Breaking Down SharePoint Walls: Hunting for Sensitive Files

Written by Yehuda Smirnov

  1. TL;DR
  2. Introduction
  3. Motivation
  4. Usage
  5. I’ve Got Over 10k Files, Now What?
  6. Example Preset Queries
  7. Why It Works
  8. SharePoint API Internals
    1. GUI Restriction
    2. Key Parameters
    3. FQL Examples
    4. How ShareFiltrator Uses This
  9. Mitigations
    1. Defender for Cloud Apps (DCA)
    2. Access Control & Least Privilege
  10. References & Credits

TL;DR

  • ShareFiltrator is a Python tool that leverages SharePoint’s _api/search/query endpoint to:
    • Enumerate sensitive files which contain credentials
    • Download said files in bulk, into respective folders named after site / OneDrive.
    • Changes the last modified date of the files downloaded to match the file from SharePoint.
  • You supply the rtFa and FedAuth cookies from a logged-in session, run queries or use preset queries in a JSON file, and optionally download matching files.
  • We also discuss how to mitigate this and how to alert on SharePoint enumeration.
  • Github repo: https://github.com/Friends-Security/Sharefiltrator

Introduction

My life is a learn in progress:
Spot something that doesn’t add up or feels unclear? Please let me know, and I’ll fix it.

ShareFiltrator is a command-line tool which leverages SharePoint’s search API to enumerate sensitive files and automatically downloads these files across SharePoint and OneDrive, using authenticated cookies to find secrets exposed by overly permissive sharing common in many Microsoft 365 tenants.

Motivation

Previously, SnaffPoint helped show how SharePoint search could be abused to enumerate files. But it was inspired on a separate tool (PNP-Tools), and did not fully integrate file downloading.

Rather than modifying SnaffPoint (which we tried but found it to be cumbersome) or chaining multiple tools, we decided to create our own tool – ShareFiltrator and dive into the SharePoint API ourself.
Also, in our specific case, we could not provide a JWT and use it to query SharePoint due to a specific implementation, instead we had to rely on the FedAuth and rtfa cookies for queries.

Usage

> python sharefiltrator.py -h

usage: sharefiltrator.py [-h] -d DOMAIN -r RTFA -f FEDAUTH -o OUTPUT_FILE [-q QUERY] [-rq REFINEMENT_FILTERS] [-s SAVE] [-t MAX_THREADS] [-m MAX_SIZE] [-p PRESET]

options:
  -h, --help            show this help message and exit
  -d DOMAIN, --domain DOMAIN
                        SharePoint domain (e.g., yourcompany.sharepoint.com)
  -r RTFA, --rtfa RTFA  rtFa cookie value
  -f FEDAUTH, --fedauth FEDAUTH
                        FedAuth cookie value
  -o OUTPUT_FILE, --output_file OUTPUT_FILE
                        Output file name for URLs
  -q QUERY, --query QUERY
                        Search query to use (default - finds sites & personal OneDrive folders which are shared)
  -rq REFINEMENT_FILTERS, --refinement_filters REFINEMENT_FILTERS
                        Refinement filters to use
  -s SAVE, --save SAVE  Folder name to download files found (example: 'files')
  -t MAX_THREADS, --max_threads MAX_THREADS
                        Max threads to use for file downloads (default: 10)

• • • •

- **WRITTEN REQUEST 1**
According to the SharePoint file-hunting write-up, which two cookies from a logged-in session does ShareFiltrator need?
- **WRITTEN REQUEST 2**
Pick up the SharePoint file-hunting write-up right after its last line and keep writing.

- **INFORMATION SHOWN**
• • • •

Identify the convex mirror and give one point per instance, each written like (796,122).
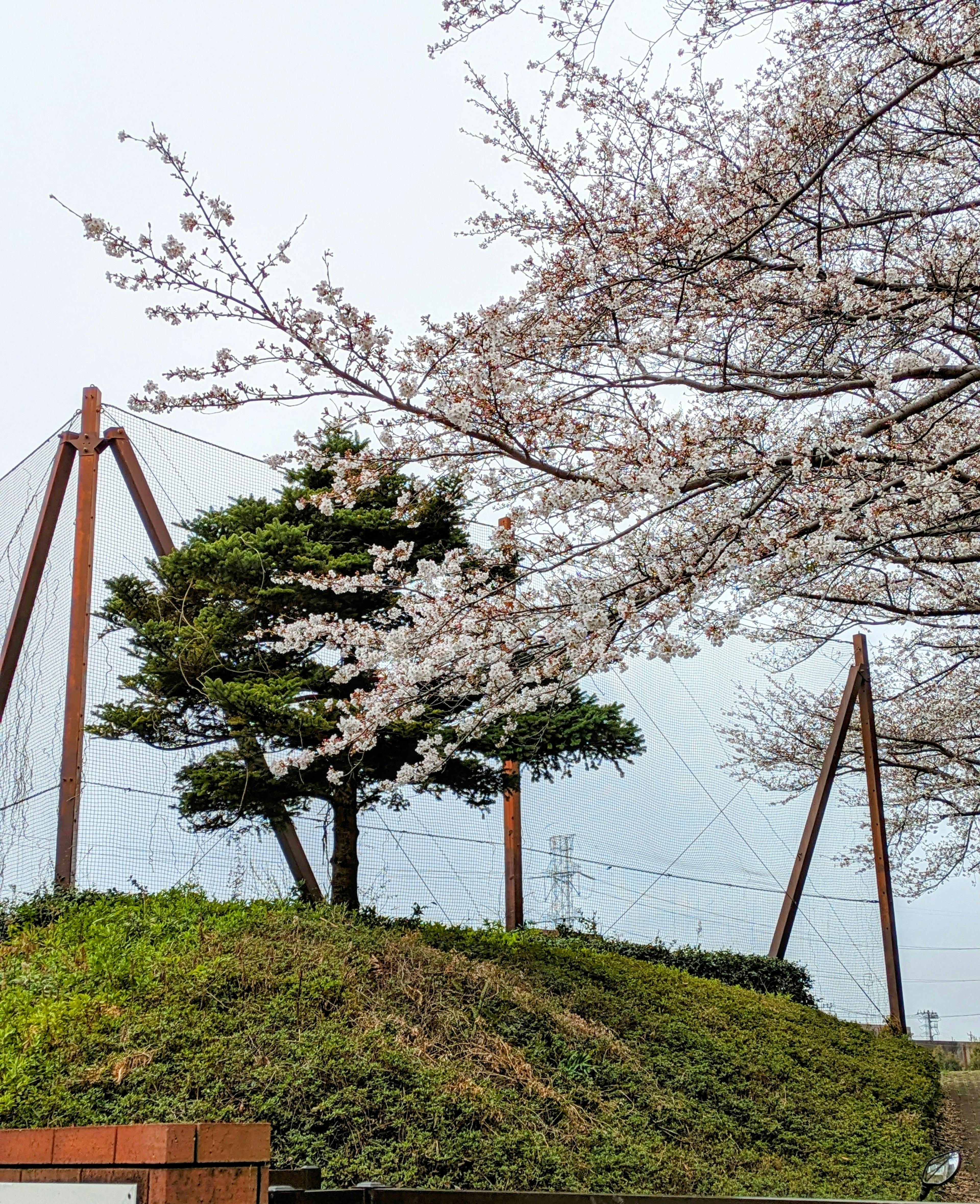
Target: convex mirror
(939,1171)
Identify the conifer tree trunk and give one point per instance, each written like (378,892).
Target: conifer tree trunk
(344,860)
(285,829)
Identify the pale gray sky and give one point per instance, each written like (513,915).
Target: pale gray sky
(322,110)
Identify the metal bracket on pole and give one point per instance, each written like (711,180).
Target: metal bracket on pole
(858,689)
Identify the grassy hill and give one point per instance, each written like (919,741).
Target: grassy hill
(447,1057)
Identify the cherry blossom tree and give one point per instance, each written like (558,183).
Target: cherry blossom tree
(737,387)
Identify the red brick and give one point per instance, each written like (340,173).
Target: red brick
(204,1185)
(139,1176)
(234,1143)
(155,1144)
(51,1176)
(85,1147)
(23,1148)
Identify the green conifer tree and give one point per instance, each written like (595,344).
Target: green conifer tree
(206,679)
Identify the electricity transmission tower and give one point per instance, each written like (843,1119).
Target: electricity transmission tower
(930,1024)
(564,876)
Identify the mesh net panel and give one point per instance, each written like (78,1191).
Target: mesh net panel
(675,849)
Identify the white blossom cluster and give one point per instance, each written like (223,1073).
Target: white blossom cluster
(737,389)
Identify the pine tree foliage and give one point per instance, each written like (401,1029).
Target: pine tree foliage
(215,675)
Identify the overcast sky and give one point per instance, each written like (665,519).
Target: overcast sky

• • • •

- **RIGHT ANSWER 1**
The rtFa and FedAuth cookies.

- **RIGHT ANSWER 2**
  -m MAX_SIZE, --max_size MAX_SIZE
                        Max file size to download in MB (default: 20 MB, example: 100)
  -p PRESET, --preset PRESET
                        Preset file with a line seprated list of queries to run

  • The rtFa and FedAuth cookies are taken straight from devtools under the SharePoint domain:

I’ve Got Over 10k Files, Now What?

A strategy we like to use, sorted from easiest way to obtain credentials, to hardest:

  1. Use Snaffler on the output directory to find low hanging fruits and credentials
  2. Use an AI to iterate and extract secrets
  3. Use VSCode to open the output directory and perform searches using CTRL + SHIFT + F
  4. Go through the output file (which contains the links, not the folder with all the files) and try finding interesting files by name
  5. Find interesting files and visit the SharePoint site to see other files which may have been missed (by removing the file name for example)

Example Preset Queries

ShareFiltrator supports a JSON-based preset file for repeatedly running multiple queries and comes with 2 presets by default:

  1. Snaffpoint.json preset – contains the Snaffpoint rules (inspired by Snaffler)
  2. Creds.json preset – a fine-tuned preset I created to expand on the snaffpoint rules and find more secrets which were not picked up by the Snaffpoint preset

Running the presets:

python sharefiltrator.py -d yourcompany.sharepoint.com -p ./presets/snaffpoint.json -s saved_files -r <rtFa_cookie> -f <FedAuth_cookie> -o output.txt 

python sharefiltrator.py -d yourcompany.sharepoint.com -p ./presets/creds.json -s saved_files -r <rtFa_cookie> -f <FedAuth_cookie> -o output.txt 

This will cycle through each query defined in the preset JSON, store discovered paths in output.txt, and download everything into saved_files (respecting the max_size limit which is 20MB), sorted into folders by site name / onedrive user.
Another neat feature of ShareFiltrator is that it will take the last modified date of the file from SharePoint, and modify it on your file system, so you can clearly view if the file is relevant or not.

Here’s an example of how one of the queries from the presets looks like:

    {
      "Request": {
        "Name": "ConfigSecrets",
        "QueryText": "*",
        "EnableFql": "true",
        "RefinementFilters": "filetype:or(\"config\",\"cnf\",\"conf\",\"ini\",\"inf\",\"properties\",\"yml\",\"yaml\",\"toml\",\"xml\",\"json\",\"dist\",\"tfvars\")"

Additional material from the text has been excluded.